START Given passage

Like an insistent spoiled child, the demands of life can throw all the tantrums it wants beyond the garden fence. You simply turn a deaf ear and frown down at the carrots. Maybe pluck a few weeds or help a ladybug out of the mud and into the strawberry patch.
I usually pretend I'm watering, weeding or intently studying the ground beneath my feet. I can be in that happy garden trance for hours.
The best way to get my attention is to turn on the sprinkler.
Incidentally, anyone entering our garden with a cellphone is itching for a fight. That hoe isn't just for leaning on, you know.
But you should know that cellphones aren't much for composting. Apparently the inane ringing disrupts the sleepy tranquility of the decomposing community.
You might try putting it on vibrate.
The longer of tooth I get, the more I'm convinced that the farther you get outside your garden, the crazier the world becomes.
Surely that insanity increases exponentially the closer you get to Washington, D.C. Nuttiness is truly bipartisan in our nation's capital these days.
Our garden gate was built by someone of sound mind and steady hand who knew how to use a handsaw. Simplicity personified, the gate has a cross-buck pattern along with eight vertical pickets and two horizontal slats.
He — she? — apparently subscribed to the traditional form-follows-function philosophy of architecture. Yet it has a graceful arch that suggests a builder's whimsical nature.
The gate was old when we bought the place a decade ago. The apple tree it was nailed to is ancient, its roots reaching back more than a century.
The best guess is the gate was built early in the Great Depression or during the late 1920s. Given the fact it provides a portal into our property's history, we couldn't toss it out.
Besides, we needed a gate for the picket fence we built on the west side of the garden. The vegetable garden is actually on the east end of a large dog park enveloped by a large deer fence that took a year for us to complete.

END Given passage
START Material provided

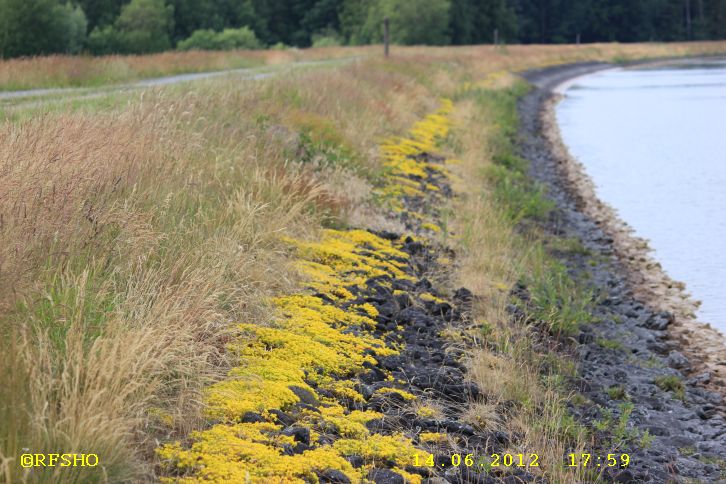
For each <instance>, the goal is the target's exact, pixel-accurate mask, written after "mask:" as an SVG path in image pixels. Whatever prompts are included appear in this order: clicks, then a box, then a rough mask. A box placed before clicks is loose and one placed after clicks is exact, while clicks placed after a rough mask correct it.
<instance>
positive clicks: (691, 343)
mask: <svg viewBox="0 0 726 484" xmlns="http://www.w3.org/2000/svg"><path fill="white" fill-rule="evenodd" d="M609 67H612V66H610V65H608V64H600V63H591V64H578V65H571V66H558V67H555V68H550V69H544V70H537V71H530V72H528V73H525V74H524V77H525V79H527V80H528V81H529V82H530V83H531V84H533V85H534V86H535V87H534V89H533V90H532V91H531V92H530V93H529V94H528V95H527V96H526V97H525V98H523V99H522V100H521V101H520V105H519V111H520V118H521V128H520V130H521V133H520V135H521V144H520V146H521V155H522V156H524V157H525V158H527V159H528V160H529V161H530V162H531V166H532V168H531V174H532V176H533V177H534V178H535V179H537V180H538V181H539V182H541V183H542V184H544V185H545V186H546V187H547V189H548V196H549V197H550V198H552V199H553V200H554V202H555V203H556V206H557V208H556V210H555V211H554V213H553V215H552V217H551V219H550V220H549V221H548V223H547V224H546V229H547V230H548V231H550V232H551V233H553V234H556V235H558V236H562V237H572V238H576V239H579V240H580V241H581V242H582V244H583V245H584V247H585V248H586V249H587V250H588V253H587V254H582V253H563V254H561V256H560V257H561V259H562V261H563V262H564V263H566V264H567V266H568V267H569V268H570V269H571V271H572V274H573V276H578V277H583V278H584V279H585V280H588V281H589V284H591V285H592V290H593V291H594V292H595V294H596V296H597V298H596V300H597V301H598V302H597V303H596V306H595V315H596V317H597V318H598V320H599V321H600V322H598V323H596V324H593V325H589V326H587V327H585V328H584V329H583V331H582V333H581V334H580V335H579V338H578V343H579V345H578V348H577V355H578V359H579V365H580V375H581V379H580V382H579V387H580V391H581V393H582V394H583V395H584V396H585V397H586V398H587V399H588V400H589V401H590V402H592V404H591V405H582V406H573V407H572V412H573V414H574V415H575V416H576V417H577V418H579V419H580V420H581V421H584V422H587V423H589V424H594V423H595V422H596V421H599V422H603V421H604V420H606V417H607V416H608V415H610V414H611V415H612V421H613V426H612V427H613V428H608V429H607V430H609V431H610V432H613V430H614V427H615V422H617V421H618V418H619V417H620V416H621V415H622V413H623V411H624V409H626V408H627V407H628V406H629V404H632V410H630V411H631V412H632V413H630V416H629V418H628V427H629V428H634V429H637V431H639V432H640V433H639V435H640V436H641V438H640V440H641V442H642V440H643V439H642V435H644V434H645V431H647V434H645V435H646V438H645V440H649V441H650V442H649V445H646V446H645V447H646V448H637V447H640V445H636V444H635V443H634V442H633V441H632V439H631V446H632V447H634V448H621V449H619V450H620V451H628V452H630V454H631V457H632V461H631V466H630V467H629V469H628V470H626V471H625V472H623V473H621V474H620V475H617V476H612V477H613V478H616V479H617V480H619V481H623V482H669V481H673V480H675V481H677V482H686V481H691V482H692V481H693V480H695V481H696V482H721V481H724V480H726V473H725V472H724V470H725V469H726V465H724V464H725V463H724V460H723V459H724V456H726V421H725V420H724V418H723V410H724V401H723V397H722V395H721V394H720V393H719V392H718V390H719V389H720V390H721V391H723V389H724V385H723V382H724V379H725V378H726V374H725V373H726V372H725V370H726V367H724V366H723V364H720V365H719V361H718V360H717V359H716V355H717V354H718V353H719V352H721V353H720V354H721V355H723V354H726V353H724V352H725V351H726V348H725V347H724V345H723V339H722V337H721V335H720V333H718V332H717V331H715V330H713V329H711V328H709V327H708V326H705V325H698V323H696V322H695V321H694V319H693V317H692V314H693V303H692V302H691V301H690V300H689V299H688V297H687V296H686V295H685V293H684V292H683V288H682V285H680V284H678V283H676V282H674V281H672V280H670V279H669V278H668V277H667V276H666V275H665V274H664V273H663V272H662V270H661V269H660V266H659V265H658V264H657V263H656V262H655V261H653V260H652V259H651V257H650V256H649V255H648V247H647V244H646V243H645V242H644V241H642V240H638V239H636V238H634V237H633V236H632V234H631V232H630V230H629V229H628V227H627V226H626V225H625V224H624V223H623V222H622V221H620V220H618V219H617V217H616V216H615V215H614V213H613V211H612V210H611V209H610V208H609V207H607V206H606V205H604V204H603V203H602V202H600V201H599V200H597V198H596V196H595V193H594V190H593V186H592V182H591V181H590V180H589V179H588V178H587V176H586V175H585V174H584V173H583V172H582V169H581V167H580V166H579V164H578V163H577V162H576V161H574V160H573V159H572V158H571V157H570V156H569V155H568V154H567V152H566V149H565V148H564V146H563V144H562V142H561V140H560V138H559V133H558V132H557V129H556V123H555V122H554V116H553V110H552V107H553V105H554V103H555V102H556V95H555V94H554V90H555V88H556V87H557V86H558V85H560V84H561V83H563V82H565V81H567V80H569V79H572V78H574V77H577V76H580V75H584V74H587V73H591V72H595V71H597V70H601V69H605V68H609ZM626 411H627V410H626ZM630 426H632V427H630ZM606 432H607V431H606ZM605 450H607V449H602V451H605ZM613 451H614V449H613Z"/></svg>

END Material provided

> **Directions**: In the garden essay, how long did it take to complete the deer fence around the dog park?

> **Task answer**: It took a year to complete.